* _TASKS TO CARRY OUT_:
1. Answer these questions from the passage on Lüders bands and plane strain:
(a) Heated above what temperature do mild steels show no Lüders bands in a tensile test?
(b) To which three processes is plane strain applicable?
(c) In rolling, what prevents deformation in the width direction?
2. Extract every line of the records that contains the word "club".

Conventional work hardening in metallic alloys in the early stages of plastic deformation makes any strain localisation (as demonstrated by the formation of Lüders bands) unlikely. This is also the case for pure metals, and for metals at high temperature, where large plastic strains can occur without a significant load increase once plastic deformation begins.

Therefore, Lüders bands only form if a limited burst of plastic straining is able to take place at constant load. Mild steels heated to sufficiently high temperatures (> 400 °C) and then tensile tested do not exhibit Lüders bands.

• Plane strain

Much deformation of practical interest occurs under a condition that is nearly, if not exactly, one of plane strain, i.e. where one principal strain (say ε3) is zero so that δε3=0.

Plane strain is applicable to rolling, drawing and forging where flow in a particular direction is constrained by the geometry of the machinery, e.g. a well-lubricated die wall.

A specific example of this is in rolling, where the major deformation occurs perpendicular to the roll axis. The material becomes thinner and longer but not wider. Frictional stresses parallel to the rolls (i.e. in the width direction) prevent deformation in this direction and hence a plane strain condition is produced where δε3=0. This can be seen in the animation below.

HOT ROLLING

Reproduced from Materials Selection and Processing CD, by A.M.Lovatt, H.R.Shercliff and P.J.Withers.

* _EXERCISE INPUTS_:
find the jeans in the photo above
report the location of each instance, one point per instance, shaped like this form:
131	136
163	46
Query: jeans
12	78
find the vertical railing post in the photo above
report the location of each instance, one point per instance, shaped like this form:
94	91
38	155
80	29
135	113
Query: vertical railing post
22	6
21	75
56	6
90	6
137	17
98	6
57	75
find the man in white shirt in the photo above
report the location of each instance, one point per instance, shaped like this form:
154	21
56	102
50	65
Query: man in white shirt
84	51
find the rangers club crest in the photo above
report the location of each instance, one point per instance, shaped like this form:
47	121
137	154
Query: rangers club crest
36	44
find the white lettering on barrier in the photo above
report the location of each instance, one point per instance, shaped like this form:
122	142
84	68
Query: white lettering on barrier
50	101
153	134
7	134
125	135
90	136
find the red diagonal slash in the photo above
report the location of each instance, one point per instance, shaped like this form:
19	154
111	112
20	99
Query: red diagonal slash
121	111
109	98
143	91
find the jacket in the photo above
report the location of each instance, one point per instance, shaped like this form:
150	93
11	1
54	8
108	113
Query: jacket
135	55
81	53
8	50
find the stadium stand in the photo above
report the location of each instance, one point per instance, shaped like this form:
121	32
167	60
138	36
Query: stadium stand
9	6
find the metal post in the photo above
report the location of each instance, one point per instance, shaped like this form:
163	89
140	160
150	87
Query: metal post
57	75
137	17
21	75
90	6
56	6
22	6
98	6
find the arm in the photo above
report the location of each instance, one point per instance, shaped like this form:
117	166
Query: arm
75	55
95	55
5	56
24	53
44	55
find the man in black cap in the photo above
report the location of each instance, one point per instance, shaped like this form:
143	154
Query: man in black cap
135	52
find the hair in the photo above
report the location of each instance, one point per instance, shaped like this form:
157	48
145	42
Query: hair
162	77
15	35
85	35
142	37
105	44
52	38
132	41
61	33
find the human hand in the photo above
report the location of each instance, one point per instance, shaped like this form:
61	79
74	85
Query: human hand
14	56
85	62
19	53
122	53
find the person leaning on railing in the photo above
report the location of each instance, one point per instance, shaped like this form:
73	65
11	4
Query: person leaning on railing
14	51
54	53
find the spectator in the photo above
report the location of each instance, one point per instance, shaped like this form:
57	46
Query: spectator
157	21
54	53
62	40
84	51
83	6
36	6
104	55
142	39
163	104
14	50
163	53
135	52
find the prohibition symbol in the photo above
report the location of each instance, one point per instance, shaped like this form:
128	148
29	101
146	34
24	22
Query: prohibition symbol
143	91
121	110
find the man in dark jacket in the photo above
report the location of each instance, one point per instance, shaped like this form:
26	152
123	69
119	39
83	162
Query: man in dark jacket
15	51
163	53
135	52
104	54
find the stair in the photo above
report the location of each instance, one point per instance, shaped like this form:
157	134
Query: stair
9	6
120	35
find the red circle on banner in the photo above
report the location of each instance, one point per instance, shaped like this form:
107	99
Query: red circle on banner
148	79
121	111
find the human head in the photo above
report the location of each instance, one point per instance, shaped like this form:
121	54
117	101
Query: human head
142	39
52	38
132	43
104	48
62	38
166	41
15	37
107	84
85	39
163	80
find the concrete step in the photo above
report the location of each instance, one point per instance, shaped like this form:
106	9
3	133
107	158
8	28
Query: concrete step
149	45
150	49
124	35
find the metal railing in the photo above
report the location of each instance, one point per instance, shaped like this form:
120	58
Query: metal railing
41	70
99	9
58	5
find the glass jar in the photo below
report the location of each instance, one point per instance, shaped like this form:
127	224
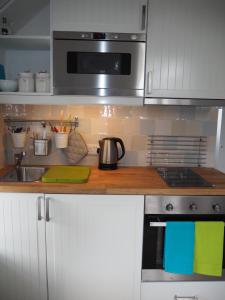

* _ANSWER SET_:
1.
(a) Above 400 °C.
(b) Rolling, drawing and forging.
(c) Frictional stresses parallel to the rolls.

2.
find the rangers club crest in the photo above
Query: rangers club crest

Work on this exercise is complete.